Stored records
*** Block opens ***
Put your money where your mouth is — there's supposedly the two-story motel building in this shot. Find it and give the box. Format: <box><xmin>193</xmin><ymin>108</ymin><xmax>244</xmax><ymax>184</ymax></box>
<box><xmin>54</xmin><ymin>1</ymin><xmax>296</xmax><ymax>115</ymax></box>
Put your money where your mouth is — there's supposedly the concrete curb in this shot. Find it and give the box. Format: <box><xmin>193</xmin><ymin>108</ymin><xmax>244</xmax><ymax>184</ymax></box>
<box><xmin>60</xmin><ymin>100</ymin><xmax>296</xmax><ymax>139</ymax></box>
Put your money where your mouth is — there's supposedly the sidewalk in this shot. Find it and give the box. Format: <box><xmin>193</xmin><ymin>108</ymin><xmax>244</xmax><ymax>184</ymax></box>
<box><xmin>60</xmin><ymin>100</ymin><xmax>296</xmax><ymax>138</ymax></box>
*** Block closes ***
• _Work task_: An exact copy of every line above is what this asks for.

• _Task solution_:
Put your money where your mouth is — there's supposedly the two-story motel building in this shot. Find it and give the box. Format: <box><xmin>193</xmin><ymin>108</ymin><xmax>244</xmax><ymax>184</ymax></box>
<box><xmin>54</xmin><ymin>1</ymin><xmax>296</xmax><ymax>115</ymax></box>
Put your money where your mouth is — there's supposedly the concrete curb in this shot. Find it and give the box. Format: <box><xmin>193</xmin><ymin>108</ymin><xmax>244</xmax><ymax>184</ymax></box>
<box><xmin>60</xmin><ymin>100</ymin><xmax>296</xmax><ymax>139</ymax></box>
Put your money where your mouth is — there's supposedly the sidewalk in this shot. Find it and give the box. Format: <box><xmin>193</xmin><ymin>108</ymin><xmax>244</xmax><ymax>184</ymax></box>
<box><xmin>60</xmin><ymin>100</ymin><xmax>296</xmax><ymax>138</ymax></box>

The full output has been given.